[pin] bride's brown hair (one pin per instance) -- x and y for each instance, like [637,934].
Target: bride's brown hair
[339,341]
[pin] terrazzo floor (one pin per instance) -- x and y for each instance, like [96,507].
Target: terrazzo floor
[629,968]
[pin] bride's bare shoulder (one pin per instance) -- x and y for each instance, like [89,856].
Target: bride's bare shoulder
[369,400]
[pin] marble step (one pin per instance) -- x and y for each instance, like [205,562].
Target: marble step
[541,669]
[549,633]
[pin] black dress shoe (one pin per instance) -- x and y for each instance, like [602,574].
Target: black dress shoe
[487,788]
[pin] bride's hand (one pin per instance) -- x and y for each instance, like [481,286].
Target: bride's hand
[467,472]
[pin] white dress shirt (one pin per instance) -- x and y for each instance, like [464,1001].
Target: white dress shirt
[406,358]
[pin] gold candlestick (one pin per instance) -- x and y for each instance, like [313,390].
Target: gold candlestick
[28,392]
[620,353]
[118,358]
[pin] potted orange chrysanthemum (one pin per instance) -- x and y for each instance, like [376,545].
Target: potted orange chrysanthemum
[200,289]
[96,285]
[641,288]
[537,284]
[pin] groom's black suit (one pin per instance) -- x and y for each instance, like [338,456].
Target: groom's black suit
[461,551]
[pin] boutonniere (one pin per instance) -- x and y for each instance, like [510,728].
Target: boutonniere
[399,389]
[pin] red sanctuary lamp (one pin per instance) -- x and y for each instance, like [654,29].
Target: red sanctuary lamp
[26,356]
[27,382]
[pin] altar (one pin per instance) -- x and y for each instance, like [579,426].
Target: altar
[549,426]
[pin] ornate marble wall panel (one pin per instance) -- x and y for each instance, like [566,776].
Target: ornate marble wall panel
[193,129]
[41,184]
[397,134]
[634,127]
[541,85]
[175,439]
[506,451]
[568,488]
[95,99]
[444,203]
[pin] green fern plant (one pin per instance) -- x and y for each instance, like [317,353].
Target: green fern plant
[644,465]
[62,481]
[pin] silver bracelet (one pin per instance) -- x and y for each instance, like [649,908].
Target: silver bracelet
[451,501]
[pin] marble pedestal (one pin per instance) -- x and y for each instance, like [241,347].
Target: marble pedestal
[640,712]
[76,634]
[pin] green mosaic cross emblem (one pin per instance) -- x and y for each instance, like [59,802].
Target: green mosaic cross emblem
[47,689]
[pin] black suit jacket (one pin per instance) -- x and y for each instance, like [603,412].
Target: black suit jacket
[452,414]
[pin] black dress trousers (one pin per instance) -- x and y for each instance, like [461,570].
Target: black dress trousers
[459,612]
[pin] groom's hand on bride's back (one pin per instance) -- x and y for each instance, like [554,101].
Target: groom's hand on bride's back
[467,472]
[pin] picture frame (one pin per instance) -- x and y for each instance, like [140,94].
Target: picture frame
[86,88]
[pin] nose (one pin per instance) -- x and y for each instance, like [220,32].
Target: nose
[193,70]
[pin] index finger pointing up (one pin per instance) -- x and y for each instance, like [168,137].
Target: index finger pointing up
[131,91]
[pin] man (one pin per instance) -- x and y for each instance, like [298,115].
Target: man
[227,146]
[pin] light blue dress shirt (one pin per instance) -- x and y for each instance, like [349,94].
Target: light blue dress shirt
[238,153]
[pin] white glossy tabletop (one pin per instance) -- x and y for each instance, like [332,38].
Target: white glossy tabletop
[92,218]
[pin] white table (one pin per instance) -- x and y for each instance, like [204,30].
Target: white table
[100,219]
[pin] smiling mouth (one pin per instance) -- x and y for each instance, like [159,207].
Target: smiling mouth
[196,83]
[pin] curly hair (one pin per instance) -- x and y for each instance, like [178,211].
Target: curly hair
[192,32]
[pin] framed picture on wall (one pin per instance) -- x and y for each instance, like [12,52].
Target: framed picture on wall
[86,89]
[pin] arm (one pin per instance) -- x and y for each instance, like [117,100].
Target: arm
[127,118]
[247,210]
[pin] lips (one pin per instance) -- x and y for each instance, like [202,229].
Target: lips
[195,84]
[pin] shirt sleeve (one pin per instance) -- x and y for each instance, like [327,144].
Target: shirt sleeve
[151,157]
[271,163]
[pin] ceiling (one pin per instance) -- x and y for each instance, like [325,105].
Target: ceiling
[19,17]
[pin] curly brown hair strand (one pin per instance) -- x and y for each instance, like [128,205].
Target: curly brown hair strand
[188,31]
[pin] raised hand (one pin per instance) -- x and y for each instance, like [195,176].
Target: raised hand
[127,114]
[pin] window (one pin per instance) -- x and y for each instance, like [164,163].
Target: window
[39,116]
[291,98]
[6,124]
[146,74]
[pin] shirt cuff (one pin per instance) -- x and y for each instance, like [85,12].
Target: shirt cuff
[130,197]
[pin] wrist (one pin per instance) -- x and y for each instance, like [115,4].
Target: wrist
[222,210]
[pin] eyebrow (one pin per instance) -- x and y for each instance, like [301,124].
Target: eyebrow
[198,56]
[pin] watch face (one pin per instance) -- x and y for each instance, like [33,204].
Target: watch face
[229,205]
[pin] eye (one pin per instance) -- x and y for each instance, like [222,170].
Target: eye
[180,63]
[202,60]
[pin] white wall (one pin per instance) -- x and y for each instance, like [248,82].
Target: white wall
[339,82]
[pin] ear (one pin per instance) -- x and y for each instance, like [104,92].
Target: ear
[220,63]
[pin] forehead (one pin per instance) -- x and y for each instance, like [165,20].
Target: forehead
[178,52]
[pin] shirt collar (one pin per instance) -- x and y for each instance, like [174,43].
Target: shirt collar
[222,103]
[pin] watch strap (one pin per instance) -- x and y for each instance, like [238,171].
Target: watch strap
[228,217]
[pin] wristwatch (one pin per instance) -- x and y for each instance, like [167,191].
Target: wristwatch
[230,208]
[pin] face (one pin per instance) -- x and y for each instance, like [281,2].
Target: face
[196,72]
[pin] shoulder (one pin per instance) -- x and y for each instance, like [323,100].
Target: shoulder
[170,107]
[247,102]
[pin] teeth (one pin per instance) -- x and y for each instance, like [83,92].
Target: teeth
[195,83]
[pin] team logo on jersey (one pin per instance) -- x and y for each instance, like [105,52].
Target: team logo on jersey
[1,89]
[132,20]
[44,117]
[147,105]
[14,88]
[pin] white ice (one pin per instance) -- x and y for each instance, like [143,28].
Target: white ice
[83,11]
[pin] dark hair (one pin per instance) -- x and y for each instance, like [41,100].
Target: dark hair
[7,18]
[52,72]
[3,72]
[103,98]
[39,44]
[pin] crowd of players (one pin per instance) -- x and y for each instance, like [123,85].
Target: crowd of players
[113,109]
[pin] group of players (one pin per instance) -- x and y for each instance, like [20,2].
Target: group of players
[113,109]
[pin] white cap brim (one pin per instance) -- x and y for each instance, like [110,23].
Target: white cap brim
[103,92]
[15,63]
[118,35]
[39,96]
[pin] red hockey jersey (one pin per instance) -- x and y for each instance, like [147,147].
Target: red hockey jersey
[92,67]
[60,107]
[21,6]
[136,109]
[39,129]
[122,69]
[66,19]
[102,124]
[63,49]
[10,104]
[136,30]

..............................

**Set exercise**
Exactly reproduce the lines that run from the line with "[pin] shirt collar" through the last line of the records, inclusive.

**Response to the task**
[pin] shirt collar (one pin per instance) -- x and y for each instance, like [174,43].
Target: shirt collar
[222,103]
[pin] watch strap (one pin per instance) -- x and y for each instance, like [238,171].
Target: watch strap
[228,217]
[pin] wristwatch (one pin per instance) -- x and y for each instance, like [167,191].
Target: wristwatch
[230,208]
[pin] face (one pin per instance) -- x and y for each instance, like [281,2].
Target: face
[196,72]
[pin] shoulder (one pin per instance) -- x and y for each instance, like [323,100].
Target: shoulder
[170,107]
[247,102]
[pin] teeth (one pin per instance) -- x and y for each instance, like [83,92].
Target: teeth
[195,83]
[pin] team logo on jersey (one pin per instance) -- x and y for each instance, like [105,52].
Target: team logo on jersey
[1,89]
[132,20]
[44,117]
[147,105]
[14,88]
[pin] white ice (one pin per instance) -- x and y for each instance, like [143,28].
Target: white ice
[83,11]
[pin] dark hair (one pin per instance) -- x and y for each instance, like [41,100].
Target: dark hair
[7,18]
[52,72]
[3,72]
[103,98]
[39,44]
[pin] crowd of players (one pin per instance) -- x and y for each instance, like [123,85].
Target: crowd of players
[113,109]
[pin] group of players (one pin per instance) -- x and y for each instance, like [20,2].
Target: group of players
[113,109]
[pin] white cap brim (one pin per instance) -- x and y for each instance, like [110,23].
Target: white cap brim
[103,92]
[15,63]
[118,35]
[39,96]
[pin] red hockey jersey (one pin per instance) -- x and y for each instance, like [147,147].
Target: red hockey jersey
[92,67]
[60,107]
[21,6]
[136,109]
[39,129]
[122,69]
[66,19]
[102,124]
[63,49]
[10,104]
[136,30]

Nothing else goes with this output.